== Work to complete ==
Exactly as written, print each record in the listing.

[START]

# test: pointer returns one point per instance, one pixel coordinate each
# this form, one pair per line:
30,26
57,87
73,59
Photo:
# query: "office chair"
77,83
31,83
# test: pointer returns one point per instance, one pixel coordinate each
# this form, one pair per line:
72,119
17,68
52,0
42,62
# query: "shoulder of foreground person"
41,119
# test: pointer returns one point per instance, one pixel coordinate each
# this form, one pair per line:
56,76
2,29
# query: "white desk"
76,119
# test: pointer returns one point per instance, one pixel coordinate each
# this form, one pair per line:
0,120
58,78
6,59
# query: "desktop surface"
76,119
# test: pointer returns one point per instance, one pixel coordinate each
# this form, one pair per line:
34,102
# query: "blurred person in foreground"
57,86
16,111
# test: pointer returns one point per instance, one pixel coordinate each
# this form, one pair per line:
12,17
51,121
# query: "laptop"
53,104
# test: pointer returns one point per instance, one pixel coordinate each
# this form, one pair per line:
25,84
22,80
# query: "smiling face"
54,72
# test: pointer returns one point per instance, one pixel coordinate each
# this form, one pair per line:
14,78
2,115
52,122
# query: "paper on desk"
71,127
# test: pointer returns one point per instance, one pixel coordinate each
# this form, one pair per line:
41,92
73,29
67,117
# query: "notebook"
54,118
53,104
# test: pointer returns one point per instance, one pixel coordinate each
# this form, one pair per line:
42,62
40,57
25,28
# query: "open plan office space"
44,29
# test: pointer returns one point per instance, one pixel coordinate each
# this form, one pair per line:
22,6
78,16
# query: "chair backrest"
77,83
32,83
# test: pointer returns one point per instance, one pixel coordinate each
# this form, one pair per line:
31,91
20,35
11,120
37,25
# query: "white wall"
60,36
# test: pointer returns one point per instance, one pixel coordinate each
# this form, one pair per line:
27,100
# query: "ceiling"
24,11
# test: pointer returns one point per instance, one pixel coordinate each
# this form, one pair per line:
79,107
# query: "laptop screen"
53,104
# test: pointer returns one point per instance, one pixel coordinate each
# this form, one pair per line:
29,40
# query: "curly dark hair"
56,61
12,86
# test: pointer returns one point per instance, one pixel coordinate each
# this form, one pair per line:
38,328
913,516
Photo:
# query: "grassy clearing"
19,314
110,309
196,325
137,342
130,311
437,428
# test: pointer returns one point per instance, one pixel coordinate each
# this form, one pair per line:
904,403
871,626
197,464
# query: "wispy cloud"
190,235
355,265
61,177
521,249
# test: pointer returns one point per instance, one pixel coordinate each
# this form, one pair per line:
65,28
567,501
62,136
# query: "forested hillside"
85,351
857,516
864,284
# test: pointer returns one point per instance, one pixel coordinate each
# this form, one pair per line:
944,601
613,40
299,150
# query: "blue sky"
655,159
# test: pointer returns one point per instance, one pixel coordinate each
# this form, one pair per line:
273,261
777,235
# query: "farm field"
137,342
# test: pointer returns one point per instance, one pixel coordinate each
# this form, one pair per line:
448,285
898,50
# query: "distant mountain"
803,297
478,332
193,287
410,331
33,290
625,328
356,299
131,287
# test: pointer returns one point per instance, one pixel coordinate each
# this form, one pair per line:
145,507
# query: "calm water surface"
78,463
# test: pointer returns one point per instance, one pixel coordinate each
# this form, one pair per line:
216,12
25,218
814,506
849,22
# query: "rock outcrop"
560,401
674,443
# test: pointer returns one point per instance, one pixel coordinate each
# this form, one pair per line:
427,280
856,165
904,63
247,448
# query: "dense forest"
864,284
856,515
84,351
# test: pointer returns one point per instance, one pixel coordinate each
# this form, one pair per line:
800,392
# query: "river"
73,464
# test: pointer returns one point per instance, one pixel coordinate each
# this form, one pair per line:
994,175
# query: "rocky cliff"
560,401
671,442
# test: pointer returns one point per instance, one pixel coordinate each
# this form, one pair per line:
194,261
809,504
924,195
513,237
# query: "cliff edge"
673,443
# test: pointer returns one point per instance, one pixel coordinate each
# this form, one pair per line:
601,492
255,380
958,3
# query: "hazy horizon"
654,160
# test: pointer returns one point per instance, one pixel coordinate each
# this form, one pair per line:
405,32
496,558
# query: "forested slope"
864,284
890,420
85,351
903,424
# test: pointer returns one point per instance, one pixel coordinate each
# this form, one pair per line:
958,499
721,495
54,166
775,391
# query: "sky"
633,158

[END]

== Task solution ==
# test: pointer returns one point per instance, one pixel coordinate each
# this form, one pair per line:
30,26
57,87
73,59
Photo:
# query: "office chair"
77,83
31,83
# test: pointer returns one point per instance, one pixel coordinate each
# this form, one pair per line:
72,119
17,68
52,0
42,62
# query: "shoulder of foreground person"
41,119
# test: pointer returns one point per instance, one pixel coordinate each
# this form, one pair per line:
56,76
2,29
# query: "white desk"
76,119
# test: pointer returns one point per instance, one pixel coordinate each
# this form, one pair per line:
0,120
58,78
6,59
# query: "desktop surface"
76,119
# test: pointer returns one point per instance, one pixel coordinate each
# this form, one pair per line:
34,102
# query: "blurred person in foreground"
57,86
16,111
# test: pointer returns one point per instance, one pixel coordinate each
# this form, one pair per line:
12,17
51,121
# query: "laptop"
53,104
# test: pointer returns one point per instance, one pixel coordinate each
# this form, one pair per line:
25,84
22,80
# query: "smiling face"
54,72
# test: pointer returns one point per instance, one pixel coordinate each
# this form, one pair per line:
14,78
2,115
52,122
# query: "paper on desk"
71,127
# test: pointer returns one point per instance, one pixel coordinate each
# this form, one pair per line:
41,92
73,29
67,117
# query: "notebook"
54,118
53,104
# test: pointer returns one point per instance, one pixel coordinate each
# this form, one pair per line:
42,62
40,57
25,28
# query: "open plan office space"
44,29
# test: pointer returns one point per instance, one pixel coordinate each
# this form, one pair per line:
22,6
78,16
# query: "chair backrest"
77,83
32,83
# test: pointer returns one point per instance, one pixel coordinate each
# this form, one pair per line:
31,91
20,35
11,120
37,25
# query: "white wall"
60,36
# test: pointer returns one point per instance, one pixel coordinate each
# this form, one pair per line:
27,100
# query: "ceiling"
24,11
# test: pointer returns one point per instance, one pixel coordinate each
# this form, one pair per line:
79,107
# query: "laptop screen"
53,104
# test: pointer returns one point per instance, one pixel coordinate each
# this form, one pair per line:
29,40
# query: "curly dark hair"
56,61
12,86
# test: pointer returns one point per instance, one pixel coordinate each
# this form, one pair per line:
38,328
913,516
Photo:
# query: "grassy clearing"
19,314
110,309
196,325
137,342
130,311
437,428
# test: pointer returns one point per instance, one pixel coordinate each
# this form, one pair per line:
904,403
871,626
197,464
# query: "wispy cloud"
190,235
355,265
61,177
521,249
# test: pointer returns one point per instance, one pixel coordinate each
# this form, one pair per line:
65,28
567,501
62,136
# query: "forested hillside"
85,351
857,516
864,284
# test: pointer returns one point per instance, one pixel coordinate each
# this form, one pair per line:
944,601
613,40
299,150
# query: "blue sky"
655,159
# test: pointer returns one point per instance, one pixel coordinate each
# this form, one pair per line:
273,261
777,235
# query: "farm field"
137,342
# test: pointer returns one point per instance, one pixel coordinate each
# this form, one pair per line:
448,285
898,50
# query: "distant mountain"
803,297
478,332
193,287
410,331
33,290
625,328
356,299
131,287
# test: pointer returns one point per instance, one pixel coordinate each
# this form, one pair per line:
145,507
# query: "calm water surface"
78,463
# test: pointer returns one point per instance, one pixel coordinate each
# this form, one pair per line:
216,12
25,218
814,506
849,22
# query: "rock outcrop"
560,401
674,443
# test: pointer returns one point per instance, one pixel coordinate each
# this form, one pair per line:
427,280
856,165
904,63
247,448
# query: "dense forest"
864,284
856,515
84,351
# test: pointer returns one point per instance, one pixel coordinate each
# this form, one pair per line:
800,392
# query: "river"
73,464
# test: pointer returns one point per instance, one pixel coordinate each
# this form, one pair per line:
994,175
# query: "rocky cliff"
560,401
671,442
# test: pointer returns one point per instance, one pixel coordinate each
# this form, one pair per line:
194,261
809,504
924,195
513,237
# query: "cliff edge"
673,443
# test: pointer returns one point per instance, one pixel coordinate each
# this form, one pair per line:
601,492
255,380
958,3
# query: "hazy horizon"
654,160
# test: pointer returns one point per instance, one pixel coordinate each
# this form, one pair per line:
405,32
496,558
# query: "forested slope"
864,284
890,420
85,351
903,424
# test: pointer returns one point per instance, one pixel coordinate each
# this form, one pair per line:
958,499
721,495
54,166
775,391
# query: "sky"
633,158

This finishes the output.